__Record set__.
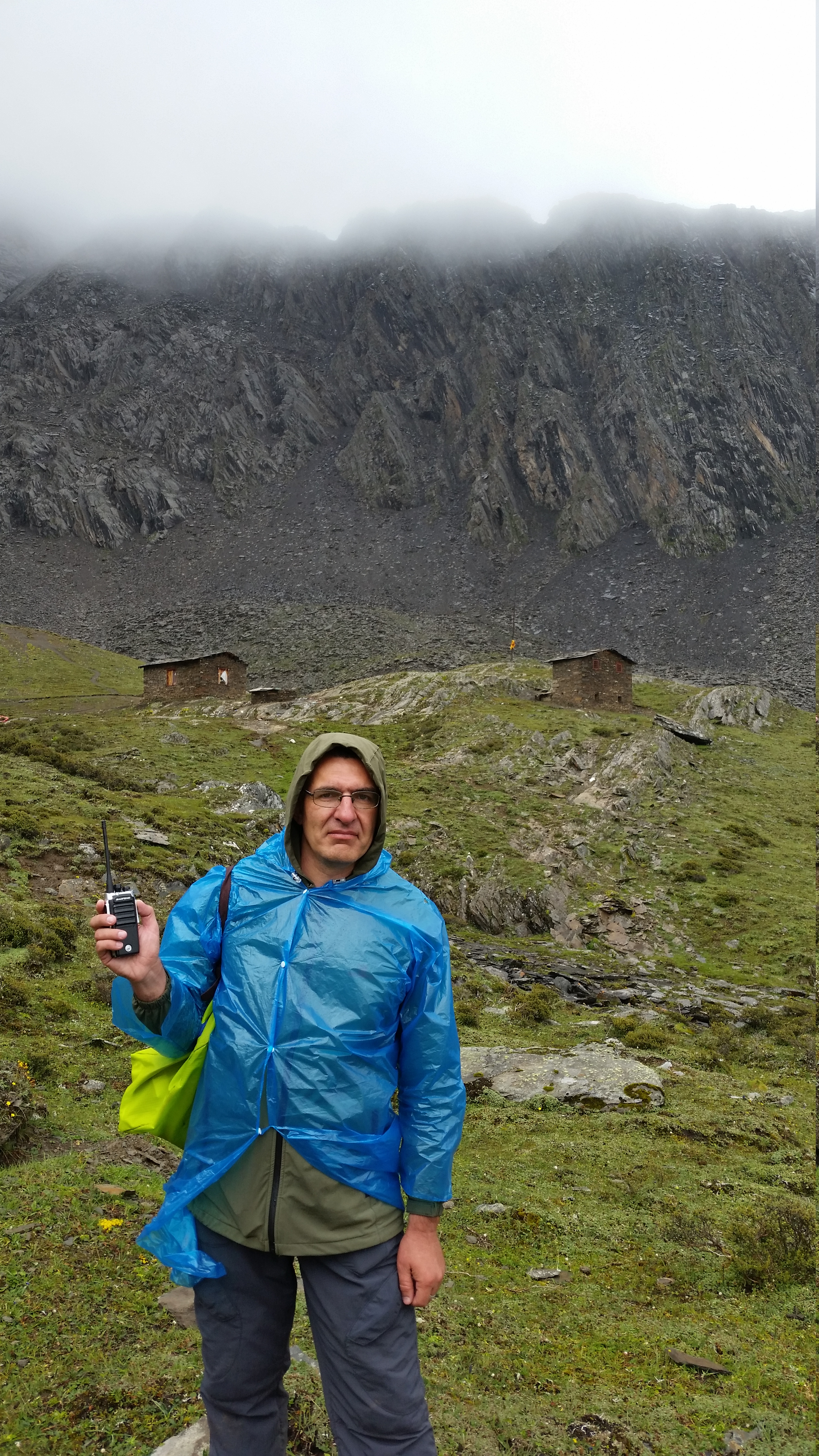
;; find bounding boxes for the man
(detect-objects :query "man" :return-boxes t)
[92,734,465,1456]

---

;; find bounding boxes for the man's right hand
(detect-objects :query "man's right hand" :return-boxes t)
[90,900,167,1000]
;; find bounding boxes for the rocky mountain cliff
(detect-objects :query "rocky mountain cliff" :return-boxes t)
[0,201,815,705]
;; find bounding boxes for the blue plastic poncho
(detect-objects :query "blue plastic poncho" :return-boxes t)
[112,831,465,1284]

--

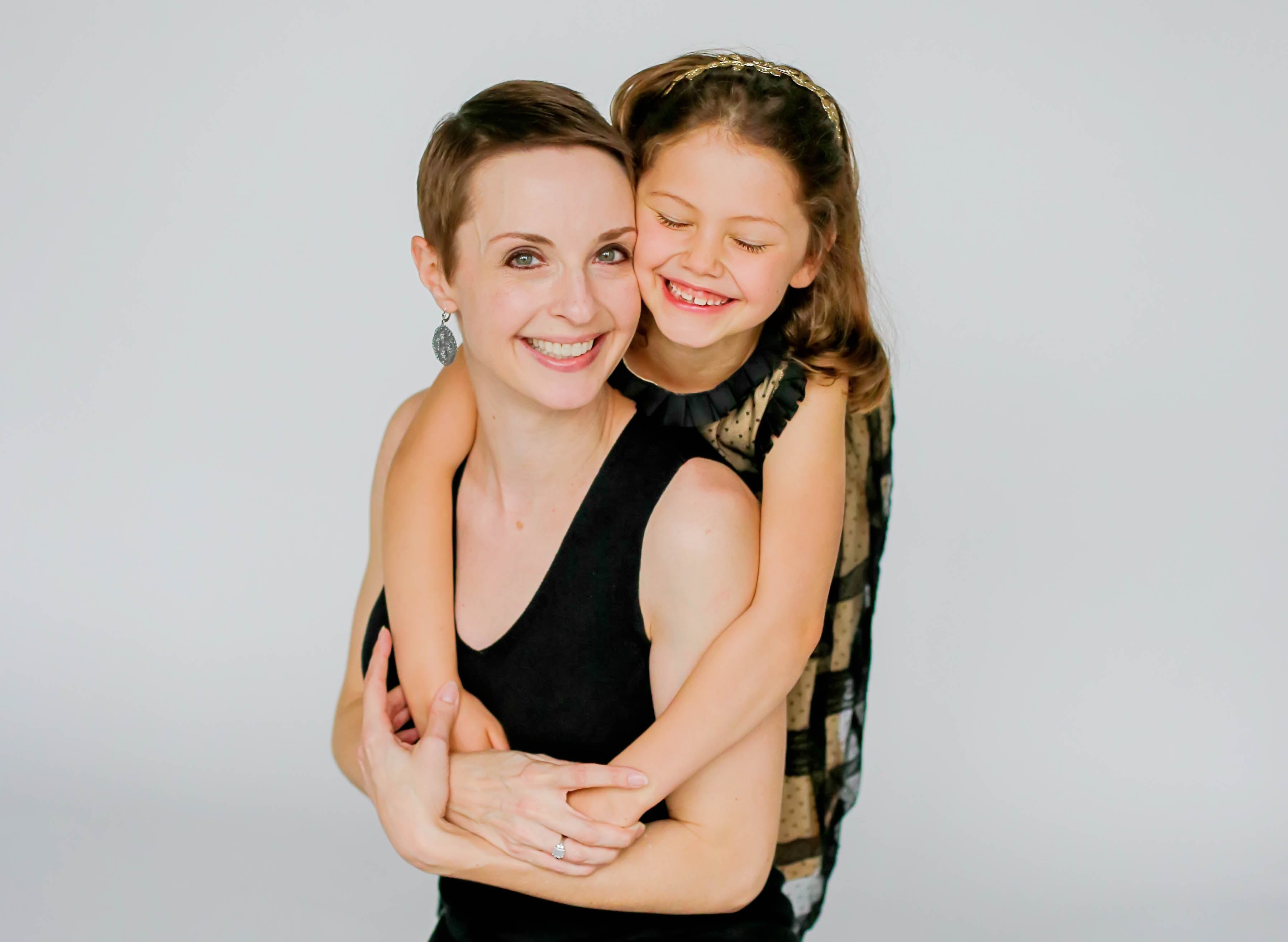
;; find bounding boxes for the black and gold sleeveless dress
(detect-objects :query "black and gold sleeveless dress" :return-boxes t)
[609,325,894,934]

__Goal__.
Count the lines above that contain the string "return", matching case exactly, and reply with the number alone.

__Response to this exercise__.
5